• WHAT IS BEING ASKED
Exactly reproduce the lines from the one containing "find the horizontal stabilizer" through the last line of the data, both ends included, leaving out pictures.

== RAW RECORDS

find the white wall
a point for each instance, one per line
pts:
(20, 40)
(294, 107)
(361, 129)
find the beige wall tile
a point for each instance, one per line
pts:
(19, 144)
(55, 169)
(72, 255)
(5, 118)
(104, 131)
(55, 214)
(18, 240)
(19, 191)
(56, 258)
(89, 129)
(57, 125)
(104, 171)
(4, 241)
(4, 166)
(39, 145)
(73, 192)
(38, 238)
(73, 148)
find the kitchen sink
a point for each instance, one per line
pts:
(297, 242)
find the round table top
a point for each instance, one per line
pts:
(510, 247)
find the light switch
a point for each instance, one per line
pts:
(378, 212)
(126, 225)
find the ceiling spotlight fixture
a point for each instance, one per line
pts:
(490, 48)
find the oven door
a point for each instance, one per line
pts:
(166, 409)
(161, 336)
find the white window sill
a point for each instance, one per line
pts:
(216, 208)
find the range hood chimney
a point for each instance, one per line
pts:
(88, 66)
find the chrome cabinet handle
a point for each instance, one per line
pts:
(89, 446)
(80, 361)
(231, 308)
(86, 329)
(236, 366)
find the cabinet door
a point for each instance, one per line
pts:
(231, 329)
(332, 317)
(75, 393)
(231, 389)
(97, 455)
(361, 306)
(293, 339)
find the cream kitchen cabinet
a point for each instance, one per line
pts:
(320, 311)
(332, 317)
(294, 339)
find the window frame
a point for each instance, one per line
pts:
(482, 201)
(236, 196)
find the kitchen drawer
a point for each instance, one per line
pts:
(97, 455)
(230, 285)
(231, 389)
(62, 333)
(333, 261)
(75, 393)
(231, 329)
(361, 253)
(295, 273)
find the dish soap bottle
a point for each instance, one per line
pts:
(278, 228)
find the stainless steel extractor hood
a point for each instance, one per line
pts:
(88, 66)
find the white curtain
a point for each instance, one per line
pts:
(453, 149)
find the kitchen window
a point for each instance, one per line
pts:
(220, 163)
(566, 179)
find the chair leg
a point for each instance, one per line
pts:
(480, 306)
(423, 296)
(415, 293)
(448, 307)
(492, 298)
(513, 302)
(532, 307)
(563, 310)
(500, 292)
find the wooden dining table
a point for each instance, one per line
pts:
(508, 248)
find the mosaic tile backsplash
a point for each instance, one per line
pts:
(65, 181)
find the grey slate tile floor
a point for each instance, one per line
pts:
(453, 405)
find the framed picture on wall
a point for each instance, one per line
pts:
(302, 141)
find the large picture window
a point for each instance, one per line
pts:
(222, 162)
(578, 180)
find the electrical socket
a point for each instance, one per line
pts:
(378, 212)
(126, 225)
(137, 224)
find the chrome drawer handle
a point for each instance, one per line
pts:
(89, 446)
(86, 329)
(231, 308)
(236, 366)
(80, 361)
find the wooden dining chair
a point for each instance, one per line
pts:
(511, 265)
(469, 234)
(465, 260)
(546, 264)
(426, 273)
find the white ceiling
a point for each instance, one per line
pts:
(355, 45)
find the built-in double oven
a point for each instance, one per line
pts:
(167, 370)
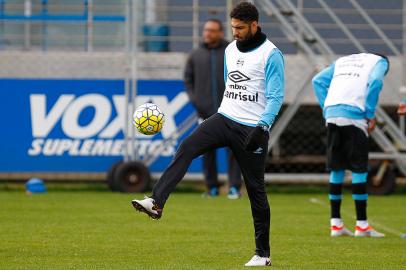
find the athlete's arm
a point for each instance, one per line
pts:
(321, 82)
(375, 83)
(274, 87)
(188, 78)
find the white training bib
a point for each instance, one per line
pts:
(350, 80)
(244, 95)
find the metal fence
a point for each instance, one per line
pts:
(87, 25)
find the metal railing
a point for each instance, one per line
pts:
(94, 25)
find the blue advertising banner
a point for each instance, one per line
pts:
(55, 125)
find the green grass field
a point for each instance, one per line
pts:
(100, 230)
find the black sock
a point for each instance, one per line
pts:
(361, 209)
(335, 199)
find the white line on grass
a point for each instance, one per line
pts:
(348, 214)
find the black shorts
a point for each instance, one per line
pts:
(347, 148)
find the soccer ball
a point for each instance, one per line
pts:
(148, 119)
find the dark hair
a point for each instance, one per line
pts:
(218, 22)
(245, 12)
(386, 58)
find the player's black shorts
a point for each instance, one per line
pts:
(347, 148)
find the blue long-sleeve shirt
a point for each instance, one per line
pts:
(321, 83)
(274, 87)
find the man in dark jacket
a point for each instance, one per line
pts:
(204, 81)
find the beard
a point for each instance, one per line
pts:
(248, 36)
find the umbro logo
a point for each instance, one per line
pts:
(237, 77)
(240, 62)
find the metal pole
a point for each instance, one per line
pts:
(402, 90)
(2, 24)
(27, 24)
(300, 30)
(229, 32)
(134, 68)
(342, 26)
(127, 40)
(89, 26)
(374, 26)
(195, 24)
(44, 12)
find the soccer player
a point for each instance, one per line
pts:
(204, 81)
(254, 91)
(348, 92)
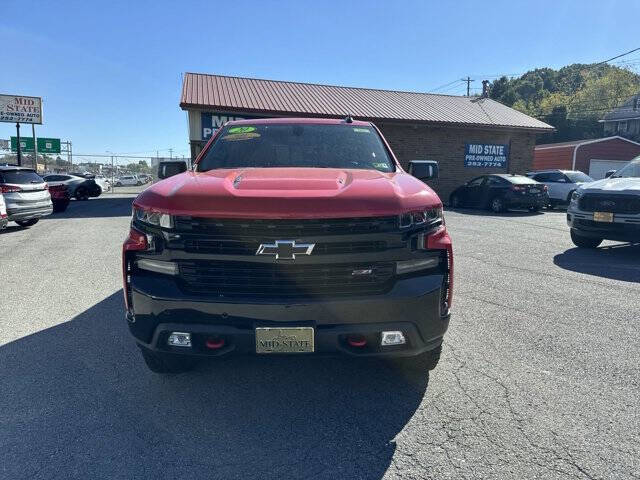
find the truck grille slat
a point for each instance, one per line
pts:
(235, 247)
(283, 280)
(597, 202)
(234, 228)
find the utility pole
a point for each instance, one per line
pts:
(468, 81)
(35, 147)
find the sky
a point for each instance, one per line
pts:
(110, 72)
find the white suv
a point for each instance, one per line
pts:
(608, 209)
(560, 184)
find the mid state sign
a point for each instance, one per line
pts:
(486, 155)
(20, 109)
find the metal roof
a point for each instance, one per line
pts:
(574, 143)
(251, 95)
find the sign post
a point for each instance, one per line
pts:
(18, 137)
(35, 147)
(21, 109)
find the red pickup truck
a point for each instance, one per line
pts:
(290, 236)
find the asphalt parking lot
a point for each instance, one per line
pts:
(540, 373)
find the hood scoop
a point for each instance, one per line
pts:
(281, 179)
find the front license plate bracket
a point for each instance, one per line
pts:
(285, 340)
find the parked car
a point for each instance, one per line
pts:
(103, 182)
(26, 195)
(325, 245)
(607, 209)
(128, 180)
(60, 197)
(4, 218)
(80, 188)
(560, 184)
(500, 192)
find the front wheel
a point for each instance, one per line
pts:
(27, 223)
(160, 362)
(584, 242)
(496, 205)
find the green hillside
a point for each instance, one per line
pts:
(572, 99)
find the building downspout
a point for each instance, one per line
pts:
(575, 152)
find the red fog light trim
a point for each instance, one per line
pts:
(357, 341)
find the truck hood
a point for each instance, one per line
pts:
(288, 193)
(622, 185)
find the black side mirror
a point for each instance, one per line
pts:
(169, 169)
(424, 169)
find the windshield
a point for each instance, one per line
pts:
(579, 177)
(520, 180)
(298, 145)
(632, 169)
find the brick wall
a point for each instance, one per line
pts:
(447, 145)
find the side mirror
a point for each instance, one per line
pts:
(169, 169)
(424, 169)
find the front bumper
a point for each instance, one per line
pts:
(412, 306)
(624, 228)
(527, 201)
(29, 211)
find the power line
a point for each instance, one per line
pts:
(468, 81)
(617, 56)
(443, 86)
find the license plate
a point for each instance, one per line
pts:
(603, 217)
(284, 340)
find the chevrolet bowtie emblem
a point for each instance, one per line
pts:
(285, 249)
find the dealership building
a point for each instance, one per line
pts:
(468, 136)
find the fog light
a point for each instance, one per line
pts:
(179, 339)
(394, 337)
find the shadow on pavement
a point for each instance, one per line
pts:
(78, 402)
(618, 262)
(489, 213)
(103, 206)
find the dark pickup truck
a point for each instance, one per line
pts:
(608, 209)
(290, 236)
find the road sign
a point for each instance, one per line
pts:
(48, 145)
(20, 109)
(45, 145)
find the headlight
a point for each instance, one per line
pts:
(149, 217)
(422, 217)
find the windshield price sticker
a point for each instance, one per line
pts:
(486, 155)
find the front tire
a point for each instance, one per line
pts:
(497, 205)
(584, 242)
(160, 362)
(27, 223)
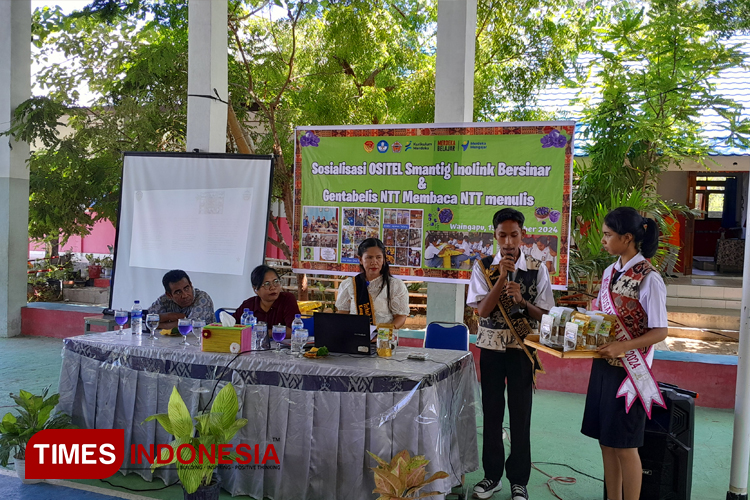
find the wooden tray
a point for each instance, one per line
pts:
(533, 341)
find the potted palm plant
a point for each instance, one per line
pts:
(213, 428)
(33, 414)
(403, 477)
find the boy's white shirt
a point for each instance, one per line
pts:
(478, 287)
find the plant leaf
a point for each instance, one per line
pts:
(179, 416)
(226, 404)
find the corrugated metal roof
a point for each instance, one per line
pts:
(732, 83)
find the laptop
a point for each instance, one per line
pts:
(343, 333)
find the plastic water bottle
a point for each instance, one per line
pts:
(248, 318)
(298, 342)
(136, 318)
(297, 323)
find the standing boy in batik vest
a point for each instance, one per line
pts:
(499, 285)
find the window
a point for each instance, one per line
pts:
(709, 196)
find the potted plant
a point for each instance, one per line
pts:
(34, 413)
(403, 477)
(95, 266)
(212, 428)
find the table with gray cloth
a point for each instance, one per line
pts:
(321, 415)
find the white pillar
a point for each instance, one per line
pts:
(454, 103)
(15, 87)
(207, 70)
(741, 436)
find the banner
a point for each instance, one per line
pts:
(429, 192)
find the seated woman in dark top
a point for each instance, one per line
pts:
(271, 304)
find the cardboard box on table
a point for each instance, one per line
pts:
(217, 338)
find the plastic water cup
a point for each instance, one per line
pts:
(299, 339)
(260, 332)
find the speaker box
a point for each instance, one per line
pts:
(667, 451)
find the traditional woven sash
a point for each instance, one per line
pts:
(362, 298)
(518, 327)
(640, 381)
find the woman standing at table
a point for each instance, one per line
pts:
(622, 392)
(374, 292)
(271, 303)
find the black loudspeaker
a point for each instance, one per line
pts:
(667, 451)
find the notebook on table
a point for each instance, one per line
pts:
(343, 333)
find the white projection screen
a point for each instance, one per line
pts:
(206, 214)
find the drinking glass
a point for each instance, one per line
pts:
(299, 339)
(184, 325)
(198, 325)
(260, 333)
(121, 317)
(152, 323)
(279, 334)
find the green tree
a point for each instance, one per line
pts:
(138, 70)
(653, 69)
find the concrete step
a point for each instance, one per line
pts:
(721, 293)
(709, 324)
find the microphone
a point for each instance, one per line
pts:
(514, 311)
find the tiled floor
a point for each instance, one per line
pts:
(30, 363)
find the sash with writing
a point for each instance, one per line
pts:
(640, 380)
(362, 298)
(518, 327)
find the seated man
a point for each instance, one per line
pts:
(181, 300)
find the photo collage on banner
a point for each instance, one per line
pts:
(456, 249)
(430, 192)
(358, 225)
(402, 236)
(542, 248)
(320, 230)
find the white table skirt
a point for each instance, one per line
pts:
(321, 415)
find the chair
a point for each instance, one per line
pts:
(228, 310)
(446, 335)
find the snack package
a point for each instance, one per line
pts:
(561, 316)
(606, 332)
(565, 315)
(545, 329)
(555, 337)
(593, 331)
(571, 336)
(385, 334)
(582, 321)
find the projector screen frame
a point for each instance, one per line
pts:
(176, 154)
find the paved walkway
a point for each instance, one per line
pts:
(31, 363)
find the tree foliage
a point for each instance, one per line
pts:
(334, 62)
(652, 73)
(138, 70)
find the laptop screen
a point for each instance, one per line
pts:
(342, 333)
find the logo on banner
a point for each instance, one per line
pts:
(446, 145)
(75, 453)
(245, 456)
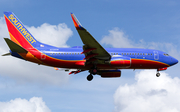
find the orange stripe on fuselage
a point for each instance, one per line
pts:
(147, 64)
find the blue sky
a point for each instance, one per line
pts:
(141, 23)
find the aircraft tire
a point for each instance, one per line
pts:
(158, 74)
(89, 77)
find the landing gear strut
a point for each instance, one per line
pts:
(89, 77)
(158, 74)
(92, 72)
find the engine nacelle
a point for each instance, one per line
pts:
(109, 73)
(120, 61)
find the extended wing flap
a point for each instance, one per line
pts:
(15, 47)
(91, 46)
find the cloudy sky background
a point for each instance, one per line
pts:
(153, 24)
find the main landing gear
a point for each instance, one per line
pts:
(158, 74)
(92, 72)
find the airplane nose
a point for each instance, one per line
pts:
(174, 61)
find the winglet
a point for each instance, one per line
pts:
(77, 24)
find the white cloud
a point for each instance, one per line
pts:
(118, 39)
(149, 94)
(35, 104)
(56, 35)
(26, 72)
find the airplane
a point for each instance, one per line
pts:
(92, 57)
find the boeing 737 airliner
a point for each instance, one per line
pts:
(90, 57)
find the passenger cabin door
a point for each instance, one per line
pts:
(156, 55)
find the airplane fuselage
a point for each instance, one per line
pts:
(73, 58)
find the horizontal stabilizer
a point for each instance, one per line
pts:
(15, 47)
(7, 54)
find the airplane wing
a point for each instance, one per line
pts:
(93, 51)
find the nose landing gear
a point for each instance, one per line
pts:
(158, 74)
(92, 72)
(89, 77)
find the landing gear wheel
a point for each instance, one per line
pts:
(89, 77)
(158, 74)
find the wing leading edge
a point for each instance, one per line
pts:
(93, 51)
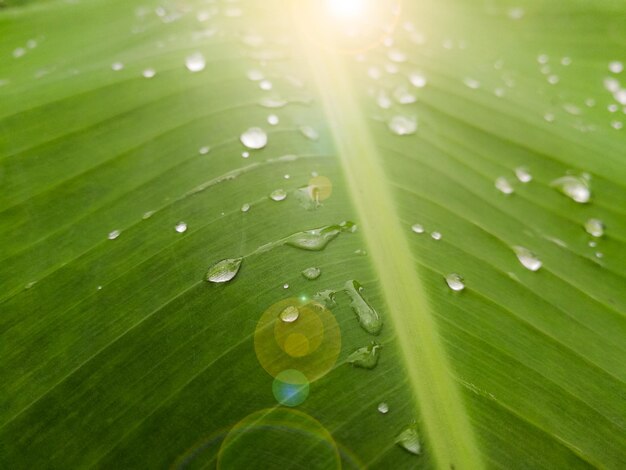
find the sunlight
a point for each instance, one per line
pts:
(346, 9)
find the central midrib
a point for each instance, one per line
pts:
(443, 413)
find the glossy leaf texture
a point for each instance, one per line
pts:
(228, 243)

====

• FINISHED TASK
find the horizontal stabilizer
a point for each instance, one per line
pts:
(15, 47)
(7, 54)
find the airplane wing
a point for each instance, one per line
pts:
(93, 51)
find the nose landing gear
a point for each instance, one per line
pts:
(158, 74)
(92, 72)
(89, 77)
find the landing gear wheel
a point for each instance, one per line
pts:
(89, 77)
(158, 74)
find the wing leading edge
a point for each instance, one per line
pts:
(93, 51)
find the sunlight
a point for each instance, one per line
pts:
(346, 9)
find the central midrib
a point for each instance, one per line
pts:
(443, 413)
find the glossy leaf texture
a point for each instance, one per line
pts:
(228, 243)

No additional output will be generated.